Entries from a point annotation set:

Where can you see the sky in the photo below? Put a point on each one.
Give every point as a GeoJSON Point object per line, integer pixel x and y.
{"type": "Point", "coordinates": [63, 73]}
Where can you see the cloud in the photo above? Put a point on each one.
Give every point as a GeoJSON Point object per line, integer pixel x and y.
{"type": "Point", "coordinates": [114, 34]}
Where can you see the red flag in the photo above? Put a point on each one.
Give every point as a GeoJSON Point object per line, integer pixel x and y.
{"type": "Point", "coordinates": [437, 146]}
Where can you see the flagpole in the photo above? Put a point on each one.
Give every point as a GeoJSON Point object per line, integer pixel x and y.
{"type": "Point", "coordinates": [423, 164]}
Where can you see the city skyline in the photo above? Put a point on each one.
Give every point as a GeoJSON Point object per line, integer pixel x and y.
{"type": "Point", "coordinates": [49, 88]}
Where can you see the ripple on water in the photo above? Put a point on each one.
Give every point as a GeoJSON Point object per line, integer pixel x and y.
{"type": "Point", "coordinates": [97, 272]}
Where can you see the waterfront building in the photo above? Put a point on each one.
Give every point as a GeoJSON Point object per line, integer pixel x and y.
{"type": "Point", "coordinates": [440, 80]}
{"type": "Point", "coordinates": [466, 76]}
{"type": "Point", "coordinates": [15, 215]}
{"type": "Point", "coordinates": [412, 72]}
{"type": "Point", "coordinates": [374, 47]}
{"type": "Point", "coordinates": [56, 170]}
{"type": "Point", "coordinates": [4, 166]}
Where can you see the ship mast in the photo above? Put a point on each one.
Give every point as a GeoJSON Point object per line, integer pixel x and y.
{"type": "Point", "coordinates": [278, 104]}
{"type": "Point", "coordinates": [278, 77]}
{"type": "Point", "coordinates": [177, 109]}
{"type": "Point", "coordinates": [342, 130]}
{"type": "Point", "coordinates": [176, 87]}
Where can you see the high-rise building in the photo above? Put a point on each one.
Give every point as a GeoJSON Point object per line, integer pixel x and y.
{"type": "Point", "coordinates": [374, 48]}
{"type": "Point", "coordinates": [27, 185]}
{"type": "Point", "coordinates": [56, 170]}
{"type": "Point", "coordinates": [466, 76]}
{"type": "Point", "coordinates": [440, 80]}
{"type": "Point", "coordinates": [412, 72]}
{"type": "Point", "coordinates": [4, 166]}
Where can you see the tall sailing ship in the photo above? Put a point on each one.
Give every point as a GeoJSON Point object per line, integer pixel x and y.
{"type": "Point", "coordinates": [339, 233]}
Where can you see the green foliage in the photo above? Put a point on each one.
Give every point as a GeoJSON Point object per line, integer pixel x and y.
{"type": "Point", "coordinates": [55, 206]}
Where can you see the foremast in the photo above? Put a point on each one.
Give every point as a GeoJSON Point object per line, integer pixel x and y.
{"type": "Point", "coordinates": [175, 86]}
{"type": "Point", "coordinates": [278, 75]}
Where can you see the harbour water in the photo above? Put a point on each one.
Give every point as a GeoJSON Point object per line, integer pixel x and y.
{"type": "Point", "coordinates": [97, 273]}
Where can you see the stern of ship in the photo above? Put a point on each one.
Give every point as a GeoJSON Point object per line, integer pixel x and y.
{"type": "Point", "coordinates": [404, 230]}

Given instruction = Give the entries above as a Markdown table with two columns, No. for the row number and Line for the text of each line, leaving out any blank lines.

Answer to this problem =
| No. | Line |
|---|---|
| 1 | Where can you see the sky in the photo below? Put a point on each one. |
| 2 | Give every point as a GeoJSON Point object per line, integer pixel x and y. |
| 3 | {"type": "Point", "coordinates": [63, 73]} |
| 4 | Where can you see the cloud in the photo above? Put a point on each one. |
| 5 | Give every point as a GeoJSON Point object per line, integer pixel x and y. |
| 6 | {"type": "Point", "coordinates": [114, 34]} |
| 7 | Where can you see the red flag in the photo above? Put a point on each one. |
| 8 | Give every point as a GeoJSON Point object per line, integer pixel x and y. |
| 9 | {"type": "Point", "coordinates": [437, 146]} |
| 10 | Where can you see the flagpole in the photo above? Put a point on each one. |
| 11 | Give every point as a GeoJSON Point object per line, integer pixel x and y. |
| 12 | {"type": "Point", "coordinates": [423, 164]} |
| 13 | Where can you see the city skyline in the photo above? Put a point on each one. |
| 14 | Give every point as a GeoJSON Point object per line, integer pixel x and y. |
| 15 | {"type": "Point", "coordinates": [49, 88]} |
| 16 | Where can you see the ripple on water in the photo above? Put a point on each one. |
| 17 | Give every point as a GeoJSON Point object per line, integer pixel x and y. |
| 18 | {"type": "Point", "coordinates": [97, 272]} |
| 19 | Where can you see the waterfront building in the photo above? Put a point on each one. |
| 20 | Give every point as a GeoJSON Point object per line, integer pixel x and y. |
| 21 | {"type": "Point", "coordinates": [440, 80]} |
| 22 | {"type": "Point", "coordinates": [466, 76]} |
| 23 | {"type": "Point", "coordinates": [15, 215]} |
| 24 | {"type": "Point", "coordinates": [412, 72]} |
| 25 | {"type": "Point", "coordinates": [374, 47]} |
| 26 | {"type": "Point", "coordinates": [56, 170]} |
| 27 | {"type": "Point", "coordinates": [4, 166]} |
| 28 | Where can you see the ship mast in the photo above? Put a point on each one. |
| 29 | Give every point as a GeoJSON Point object per line, integer pixel x and y. |
| 30 | {"type": "Point", "coordinates": [278, 104]} |
| 31 | {"type": "Point", "coordinates": [278, 77]} |
| 32 | {"type": "Point", "coordinates": [177, 109]} |
| 33 | {"type": "Point", "coordinates": [342, 130]} |
| 34 | {"type": "Point", "coordinates": [176, 87]} |
| 35 | Where can you see the high-rise building in the photo above? Put a point on each one. |
| 36 | Give every point as a GeoJSON Point object per line, integer pixel x and y. |
| 37 | {"type": "Point", "coordinates": [374, 48]} |
| 38 | {"type": "Point", "coordinates": [27, 185]} |
| 39 | {"type": "Point", "coordinates": [56, 170]} |
| 40 | {"type": "Point", "coordinates": [466, 76]} |
| 41 | {"type": "Point", "coordinates": [440, 80]} |
| 42 | {"type": "Point", "coordinates": [412, 72]} |
| 43 | {"type": "Point", "coordinates": [4, 166]} |
| 44 | Where can you see the tall sailing ship in the photo above? Put a point on each one. |
| 45 | Give every point as a GeoJSON Point object per line, integer pixel x and y. |
| 46 | {"type": "Point", "coordinates": [339, 233]} |
| 47 | Where can you see the green foliage in the photo above? Put a point on each one. |
| 48 | Give every point as a GeoJSON Point object per line, integer pixel x and y. |
| 49 | {"type": "Point", "coordinates": [55, 206]} |
| 50 | Where can you see the foremast in the photo above? Put a point on each one. |
| 51 | Give every point as a GeoJSON Point object per line, integer pixel x and y. |
| 52 | {"type": "Point", "coordinates": [175, 86]} |
| 53 | {"type": "Point", "coordinates": [278, 75]} |
| 54 | Where can you see the harbour water in the photo above? Put a point on each one. |
| 55 | Give every point as a GeoJSON Point object per line, integer pixel x and y. |
| 56 | {"type": "Point", "coordinates": [97, 273]} |
| 57 | Where can you see the stern of ship in the photo above? Put a point on each one. |
| 58 | Give every point as a GeoJSON Point object per line, integer pixel x and y. |
| 59 | {"type": "Point", "coordinates": [404, 230]} |